### WHAT IS NEEDED
Search the data for the string "below" and copy each line in which it appears.

(Collected data)

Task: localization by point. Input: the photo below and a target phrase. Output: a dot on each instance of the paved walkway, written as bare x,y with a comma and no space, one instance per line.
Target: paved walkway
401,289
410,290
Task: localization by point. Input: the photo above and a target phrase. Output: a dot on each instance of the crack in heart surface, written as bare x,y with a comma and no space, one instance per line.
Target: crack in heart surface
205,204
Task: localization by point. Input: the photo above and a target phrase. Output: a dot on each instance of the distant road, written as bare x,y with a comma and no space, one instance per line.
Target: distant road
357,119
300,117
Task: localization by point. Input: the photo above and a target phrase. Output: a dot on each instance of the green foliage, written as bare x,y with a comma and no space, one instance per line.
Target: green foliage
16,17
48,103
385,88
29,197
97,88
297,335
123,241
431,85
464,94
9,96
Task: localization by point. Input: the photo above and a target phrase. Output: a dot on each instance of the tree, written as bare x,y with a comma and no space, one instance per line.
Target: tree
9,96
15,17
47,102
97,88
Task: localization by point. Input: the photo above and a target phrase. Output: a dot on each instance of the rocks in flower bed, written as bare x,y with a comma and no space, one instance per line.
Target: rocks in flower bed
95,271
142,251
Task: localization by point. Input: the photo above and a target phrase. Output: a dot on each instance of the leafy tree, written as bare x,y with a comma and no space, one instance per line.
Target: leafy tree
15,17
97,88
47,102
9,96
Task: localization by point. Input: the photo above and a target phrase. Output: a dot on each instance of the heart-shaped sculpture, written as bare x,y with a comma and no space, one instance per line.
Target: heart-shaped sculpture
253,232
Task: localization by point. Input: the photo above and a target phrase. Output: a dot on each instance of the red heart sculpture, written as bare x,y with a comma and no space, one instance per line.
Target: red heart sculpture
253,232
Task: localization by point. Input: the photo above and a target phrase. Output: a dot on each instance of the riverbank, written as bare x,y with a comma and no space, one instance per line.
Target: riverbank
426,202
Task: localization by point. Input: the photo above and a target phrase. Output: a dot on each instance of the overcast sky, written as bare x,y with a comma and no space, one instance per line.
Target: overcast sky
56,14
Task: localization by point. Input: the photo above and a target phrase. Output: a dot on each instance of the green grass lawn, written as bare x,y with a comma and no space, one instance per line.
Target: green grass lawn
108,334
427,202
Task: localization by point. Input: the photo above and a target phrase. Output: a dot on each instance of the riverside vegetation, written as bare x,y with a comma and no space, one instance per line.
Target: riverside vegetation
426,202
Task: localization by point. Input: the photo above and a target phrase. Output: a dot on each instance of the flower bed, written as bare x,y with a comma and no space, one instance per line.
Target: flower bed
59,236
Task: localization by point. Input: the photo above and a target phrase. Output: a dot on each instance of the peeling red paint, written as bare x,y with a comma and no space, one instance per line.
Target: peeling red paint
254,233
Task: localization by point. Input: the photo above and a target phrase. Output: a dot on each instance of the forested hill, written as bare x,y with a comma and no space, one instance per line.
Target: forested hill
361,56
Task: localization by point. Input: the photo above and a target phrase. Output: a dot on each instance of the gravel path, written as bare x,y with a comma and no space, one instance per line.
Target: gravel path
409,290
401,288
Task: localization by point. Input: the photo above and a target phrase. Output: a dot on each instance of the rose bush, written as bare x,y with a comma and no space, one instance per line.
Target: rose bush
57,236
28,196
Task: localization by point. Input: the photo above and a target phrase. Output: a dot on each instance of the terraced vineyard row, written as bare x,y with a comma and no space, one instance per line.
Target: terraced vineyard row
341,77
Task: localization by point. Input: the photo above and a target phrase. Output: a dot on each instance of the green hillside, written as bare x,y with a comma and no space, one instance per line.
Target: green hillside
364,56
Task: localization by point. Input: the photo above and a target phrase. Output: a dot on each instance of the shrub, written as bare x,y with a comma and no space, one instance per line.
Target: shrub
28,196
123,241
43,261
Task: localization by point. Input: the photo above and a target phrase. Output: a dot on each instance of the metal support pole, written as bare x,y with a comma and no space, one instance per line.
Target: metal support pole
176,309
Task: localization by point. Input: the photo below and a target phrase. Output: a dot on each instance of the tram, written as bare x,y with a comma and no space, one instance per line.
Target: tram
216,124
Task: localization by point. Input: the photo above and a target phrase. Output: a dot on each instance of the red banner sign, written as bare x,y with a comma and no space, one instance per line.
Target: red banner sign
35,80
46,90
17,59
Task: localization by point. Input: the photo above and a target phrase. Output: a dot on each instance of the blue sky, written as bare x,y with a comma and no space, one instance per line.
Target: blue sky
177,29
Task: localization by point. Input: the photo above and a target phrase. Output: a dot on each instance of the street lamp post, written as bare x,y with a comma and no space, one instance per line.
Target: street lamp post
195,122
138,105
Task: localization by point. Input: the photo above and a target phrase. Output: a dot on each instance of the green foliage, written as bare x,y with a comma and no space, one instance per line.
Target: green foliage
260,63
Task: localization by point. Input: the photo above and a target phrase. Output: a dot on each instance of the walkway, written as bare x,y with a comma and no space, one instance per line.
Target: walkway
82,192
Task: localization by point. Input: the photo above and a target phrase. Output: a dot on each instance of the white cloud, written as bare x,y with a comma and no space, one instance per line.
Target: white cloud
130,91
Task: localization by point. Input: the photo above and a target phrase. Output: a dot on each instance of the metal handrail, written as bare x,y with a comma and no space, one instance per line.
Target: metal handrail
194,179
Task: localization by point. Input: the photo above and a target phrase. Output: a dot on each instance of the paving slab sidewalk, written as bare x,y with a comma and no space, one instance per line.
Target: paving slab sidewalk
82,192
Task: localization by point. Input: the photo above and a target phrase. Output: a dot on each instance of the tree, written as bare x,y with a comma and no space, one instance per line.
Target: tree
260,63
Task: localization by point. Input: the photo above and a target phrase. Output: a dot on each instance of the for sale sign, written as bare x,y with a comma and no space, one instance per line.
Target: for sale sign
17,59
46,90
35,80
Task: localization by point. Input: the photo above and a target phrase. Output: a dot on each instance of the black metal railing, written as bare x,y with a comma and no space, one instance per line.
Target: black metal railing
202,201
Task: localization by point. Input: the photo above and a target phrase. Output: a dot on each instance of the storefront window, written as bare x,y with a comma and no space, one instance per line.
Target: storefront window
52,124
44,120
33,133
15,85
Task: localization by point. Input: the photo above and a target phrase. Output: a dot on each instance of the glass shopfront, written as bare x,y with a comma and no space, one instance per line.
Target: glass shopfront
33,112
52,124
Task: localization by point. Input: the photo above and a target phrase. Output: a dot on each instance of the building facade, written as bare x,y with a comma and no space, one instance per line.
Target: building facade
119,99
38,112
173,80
...
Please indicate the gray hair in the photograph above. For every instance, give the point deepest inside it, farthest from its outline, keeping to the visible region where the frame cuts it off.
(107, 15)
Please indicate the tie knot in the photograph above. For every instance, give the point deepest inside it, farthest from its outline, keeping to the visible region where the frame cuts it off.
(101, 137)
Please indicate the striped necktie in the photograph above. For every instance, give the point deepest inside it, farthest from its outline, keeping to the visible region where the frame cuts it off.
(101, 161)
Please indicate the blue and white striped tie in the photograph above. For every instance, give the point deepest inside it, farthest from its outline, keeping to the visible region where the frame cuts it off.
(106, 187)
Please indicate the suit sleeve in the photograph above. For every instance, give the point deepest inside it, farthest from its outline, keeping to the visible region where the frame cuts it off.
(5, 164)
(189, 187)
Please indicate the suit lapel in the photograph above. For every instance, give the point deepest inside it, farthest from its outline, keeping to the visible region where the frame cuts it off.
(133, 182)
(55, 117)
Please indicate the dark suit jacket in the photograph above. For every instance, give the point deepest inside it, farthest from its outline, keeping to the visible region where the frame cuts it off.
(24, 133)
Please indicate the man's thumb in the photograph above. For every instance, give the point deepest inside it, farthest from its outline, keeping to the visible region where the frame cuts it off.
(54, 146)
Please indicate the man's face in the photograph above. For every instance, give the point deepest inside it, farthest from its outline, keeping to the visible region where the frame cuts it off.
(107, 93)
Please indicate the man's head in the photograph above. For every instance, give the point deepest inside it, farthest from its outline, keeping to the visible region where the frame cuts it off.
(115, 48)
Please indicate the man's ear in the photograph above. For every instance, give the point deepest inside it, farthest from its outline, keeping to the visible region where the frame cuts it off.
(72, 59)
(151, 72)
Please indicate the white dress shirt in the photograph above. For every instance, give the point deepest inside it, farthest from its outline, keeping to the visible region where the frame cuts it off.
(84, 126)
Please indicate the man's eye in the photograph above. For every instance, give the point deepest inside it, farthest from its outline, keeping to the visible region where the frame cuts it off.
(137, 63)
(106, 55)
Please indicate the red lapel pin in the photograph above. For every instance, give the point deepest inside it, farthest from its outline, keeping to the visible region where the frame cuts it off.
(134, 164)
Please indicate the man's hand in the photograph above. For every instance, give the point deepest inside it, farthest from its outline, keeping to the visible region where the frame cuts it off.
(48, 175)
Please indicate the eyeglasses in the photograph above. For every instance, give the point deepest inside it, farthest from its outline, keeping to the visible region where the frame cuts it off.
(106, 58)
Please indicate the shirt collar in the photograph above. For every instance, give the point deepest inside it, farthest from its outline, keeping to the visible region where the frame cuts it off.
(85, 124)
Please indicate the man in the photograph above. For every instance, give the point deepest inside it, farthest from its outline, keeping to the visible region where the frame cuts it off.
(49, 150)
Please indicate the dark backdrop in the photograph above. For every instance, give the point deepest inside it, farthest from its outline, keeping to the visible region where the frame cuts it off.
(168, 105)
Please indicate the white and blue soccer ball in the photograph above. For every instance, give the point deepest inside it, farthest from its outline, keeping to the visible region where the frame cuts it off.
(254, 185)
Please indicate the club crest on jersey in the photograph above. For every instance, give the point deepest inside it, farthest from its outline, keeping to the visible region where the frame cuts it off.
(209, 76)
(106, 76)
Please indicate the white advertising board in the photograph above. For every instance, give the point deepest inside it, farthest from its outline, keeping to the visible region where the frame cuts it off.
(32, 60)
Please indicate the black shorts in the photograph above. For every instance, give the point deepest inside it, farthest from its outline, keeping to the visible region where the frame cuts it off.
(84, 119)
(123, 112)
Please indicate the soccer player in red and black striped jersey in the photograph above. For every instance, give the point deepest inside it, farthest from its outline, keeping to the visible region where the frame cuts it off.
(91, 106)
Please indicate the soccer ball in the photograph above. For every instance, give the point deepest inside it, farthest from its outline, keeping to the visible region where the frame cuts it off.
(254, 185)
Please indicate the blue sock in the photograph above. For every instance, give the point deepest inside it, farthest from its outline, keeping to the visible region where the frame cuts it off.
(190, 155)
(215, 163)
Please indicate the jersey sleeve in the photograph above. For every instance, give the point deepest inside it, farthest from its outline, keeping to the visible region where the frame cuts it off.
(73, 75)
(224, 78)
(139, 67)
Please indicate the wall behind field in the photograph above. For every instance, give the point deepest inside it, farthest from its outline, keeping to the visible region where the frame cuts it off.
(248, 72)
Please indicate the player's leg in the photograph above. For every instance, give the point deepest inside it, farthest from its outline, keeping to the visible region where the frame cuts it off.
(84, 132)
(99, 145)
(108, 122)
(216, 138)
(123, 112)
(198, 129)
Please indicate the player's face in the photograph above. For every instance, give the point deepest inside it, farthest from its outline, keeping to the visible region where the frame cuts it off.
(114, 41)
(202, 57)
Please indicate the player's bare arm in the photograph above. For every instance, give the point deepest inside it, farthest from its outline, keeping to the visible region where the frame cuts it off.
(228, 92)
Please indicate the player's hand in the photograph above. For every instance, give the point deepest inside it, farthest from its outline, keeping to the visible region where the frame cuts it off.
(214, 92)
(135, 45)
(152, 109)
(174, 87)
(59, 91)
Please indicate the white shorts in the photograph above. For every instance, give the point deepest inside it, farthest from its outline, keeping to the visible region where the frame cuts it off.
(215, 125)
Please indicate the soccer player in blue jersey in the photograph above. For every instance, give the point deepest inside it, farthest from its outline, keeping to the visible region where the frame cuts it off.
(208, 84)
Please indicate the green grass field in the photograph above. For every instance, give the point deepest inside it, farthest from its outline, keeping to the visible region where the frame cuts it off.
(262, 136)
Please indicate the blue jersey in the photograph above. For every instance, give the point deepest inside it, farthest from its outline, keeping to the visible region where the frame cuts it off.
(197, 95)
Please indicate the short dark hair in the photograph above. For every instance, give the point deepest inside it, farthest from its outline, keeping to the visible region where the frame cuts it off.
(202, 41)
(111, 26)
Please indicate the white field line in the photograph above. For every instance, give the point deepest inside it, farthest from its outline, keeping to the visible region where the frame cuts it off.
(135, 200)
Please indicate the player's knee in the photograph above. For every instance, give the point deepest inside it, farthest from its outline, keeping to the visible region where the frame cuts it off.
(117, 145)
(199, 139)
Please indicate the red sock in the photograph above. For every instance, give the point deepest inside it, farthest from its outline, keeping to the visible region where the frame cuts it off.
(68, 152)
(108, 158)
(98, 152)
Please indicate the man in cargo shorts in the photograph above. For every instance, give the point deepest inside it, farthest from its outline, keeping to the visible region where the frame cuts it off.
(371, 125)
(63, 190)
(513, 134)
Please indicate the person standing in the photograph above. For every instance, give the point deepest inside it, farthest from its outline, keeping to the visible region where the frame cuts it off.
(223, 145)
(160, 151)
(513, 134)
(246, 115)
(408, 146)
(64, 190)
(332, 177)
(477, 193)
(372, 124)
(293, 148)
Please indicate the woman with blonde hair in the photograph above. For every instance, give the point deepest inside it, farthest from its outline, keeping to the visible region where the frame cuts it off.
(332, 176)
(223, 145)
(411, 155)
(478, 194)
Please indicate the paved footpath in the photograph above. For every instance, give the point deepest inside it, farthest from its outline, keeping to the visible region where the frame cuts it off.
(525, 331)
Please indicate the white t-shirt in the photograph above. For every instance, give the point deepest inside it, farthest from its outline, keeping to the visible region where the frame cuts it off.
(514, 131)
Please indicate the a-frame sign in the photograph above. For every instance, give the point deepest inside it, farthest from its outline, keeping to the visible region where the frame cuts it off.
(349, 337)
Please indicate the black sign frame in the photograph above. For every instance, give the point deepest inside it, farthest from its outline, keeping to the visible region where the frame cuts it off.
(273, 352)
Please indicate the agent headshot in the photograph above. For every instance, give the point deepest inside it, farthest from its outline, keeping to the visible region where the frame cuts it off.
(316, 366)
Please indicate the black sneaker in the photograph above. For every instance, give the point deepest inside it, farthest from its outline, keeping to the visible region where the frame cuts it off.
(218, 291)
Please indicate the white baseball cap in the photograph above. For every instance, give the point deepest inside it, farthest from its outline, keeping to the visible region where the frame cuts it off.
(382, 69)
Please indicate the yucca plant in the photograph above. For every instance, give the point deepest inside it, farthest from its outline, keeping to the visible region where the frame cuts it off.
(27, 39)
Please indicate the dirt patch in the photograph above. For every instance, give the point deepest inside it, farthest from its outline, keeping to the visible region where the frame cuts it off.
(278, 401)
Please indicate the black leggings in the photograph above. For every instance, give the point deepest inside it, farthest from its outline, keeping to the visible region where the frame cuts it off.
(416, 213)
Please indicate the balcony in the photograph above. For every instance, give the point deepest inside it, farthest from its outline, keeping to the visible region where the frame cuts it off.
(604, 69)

### RESPONSE TO THIS TASK
Task: localization by point. Input: the photo below and a target phrase. Output: a dot on each instance of the paved walkway, written as bare x,y with a comma and no space, one instance per line.
Task: localization by point. Input: the photo below and a target phrase. Output: a dot on each instance of the tram, written as bare x,y with a comma and no space, one instance per line.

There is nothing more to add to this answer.